----- GIVEN PASSAGE -----

Introduction to ggplot2

Why Visualize?

The Need for Visualization

In this course, we'll be doing a lot of data visualization. Visualization is important both in the exploration and analysis phase (so we can better see what might be going on in data) and in the presentation phase (to share important insights with our audience).

Now we will once again take a look at the prostate dataset. Let's first quickly view the prostate data to get a glimpse of what variables are included and what raw data we see.

library(faraway)
prostate

Summarizing Variables

Let's take the two following variables, age and lweight, and run a summary on both variables:

summary(prostate$lweight)
summary(prostate$age)

But raw data and summary statistics can only go so far in telling us what's going on in our data. Visualizing the variable can communicate much more information at a glance.

Introducing ggplot

While R as a language has many base plot functions for graphing, we will primarily use graphing functions from a package named ggplot2. The "gg" of `ggplot2 stands for "Grammar of Grahics" and is considered by most as the best platform for visualization in R...and arguably the best of any programming language!

Before ever being able to use the ggplot function, you'll need to install the ggplot2 package. Packages are like apps that other people create that you can then install into your version of R on your computer.

----- DATA LISTING -----

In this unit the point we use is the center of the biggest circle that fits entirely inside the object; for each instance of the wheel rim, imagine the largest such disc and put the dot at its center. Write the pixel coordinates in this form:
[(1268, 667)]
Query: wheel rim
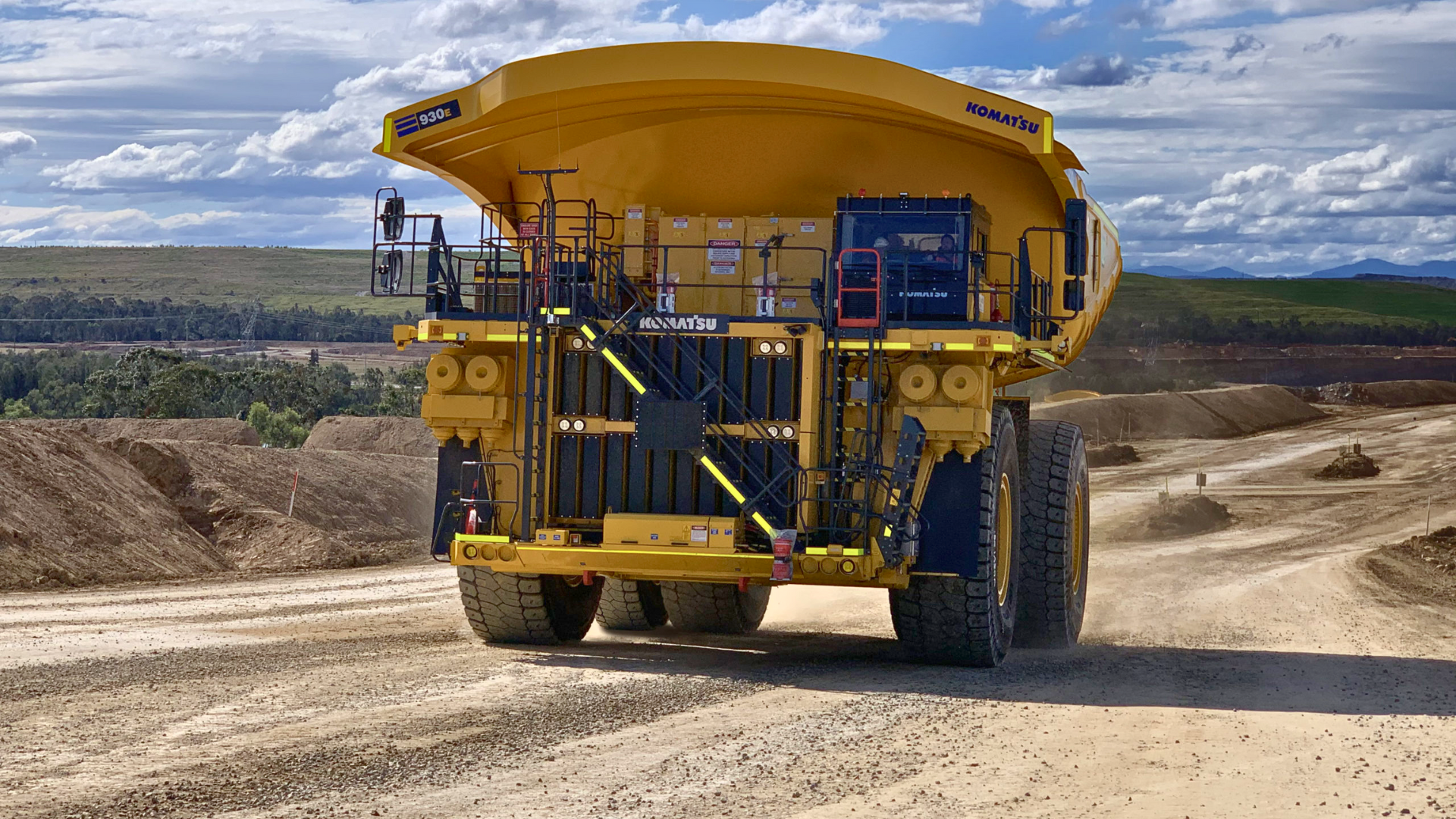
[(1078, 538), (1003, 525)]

-----
----- DATA LISTING -----

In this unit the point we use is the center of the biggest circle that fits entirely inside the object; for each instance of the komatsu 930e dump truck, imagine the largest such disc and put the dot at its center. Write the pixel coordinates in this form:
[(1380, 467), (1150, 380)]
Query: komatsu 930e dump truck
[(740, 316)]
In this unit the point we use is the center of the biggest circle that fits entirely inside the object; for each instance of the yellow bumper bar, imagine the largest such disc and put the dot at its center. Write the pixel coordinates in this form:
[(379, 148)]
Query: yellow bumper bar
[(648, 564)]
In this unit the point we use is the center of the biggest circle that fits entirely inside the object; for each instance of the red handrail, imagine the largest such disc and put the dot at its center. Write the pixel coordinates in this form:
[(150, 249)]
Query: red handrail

-----
----- DATA LISTING -----

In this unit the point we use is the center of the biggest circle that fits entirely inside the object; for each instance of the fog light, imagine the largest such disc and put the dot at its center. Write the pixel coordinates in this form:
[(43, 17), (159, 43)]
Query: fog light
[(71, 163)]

-----

CHALLENGES -
[1] List every line of R code in the ggplot2 introduction.
[2] Carry on writing the ggplot2 introduction from its last sentence onward.

ANSWERS IN ORDER -
[1]
library(faraway)
prostate
summary(prostate$lweight)
summary(prostate$age)

[2]
While you can install ggplot2 as an individual package, I would actually recommend installing tidyverse, which is a collection of packages bundled together that all work well together! Whenever you have your RStudio open, go ahead and run the following function. Note, it may take 1-2 minutes to fully unpack and install.

install.packages("tidyverse")

Also, for every new session of R, you will need to library each package before you use any functions from it...this step is kind of like opening an app on your phone to interact with it. So if you want to create a graph using the ggplot function, open the ggplot2 package.

library(ggplot2)

You do not have to keep running library(ggplot2) before every plot code though. Just once per session is enough! I typically put all packages I library at the top of my script as a reminder to run them each time I open that script.

Histograms

Our first plot!

On this first panel, we'll start with creating histograms. Histograms are a very simple representation for visualizing a numeric variable.

Specifying the data and variables

The first line will use the ggplot function. This function requires a data argument, followed by a mapping an argument. The data argument specifies which data structure we are calling on, and the mapping argument specifies which variables we are mapping to the plot in which representation.

ggplot(data = ..., mapping = ...)

Note that for mapping, we identify the variables we are using inside an embedded function called aes (which stands for "aesthetic"). This is always necessary if mapping representations to dynamic entries, like a variable.

ggplot(data = ..., mapping = aes(...))

Adding a geometry

Next, we can name a geometry (geom) to identify what form our plot will take. This is where we can choose a histogram by specifying geom_histogram, though there are many other geometries we'll use as well!

We will call on the prostate data, take the age variable plotted on the x axis, and choose histogram as our geometry. See what it looks like!

ggplot(data = prostate, mapping = aes(x = age)) +
  geom_histogram()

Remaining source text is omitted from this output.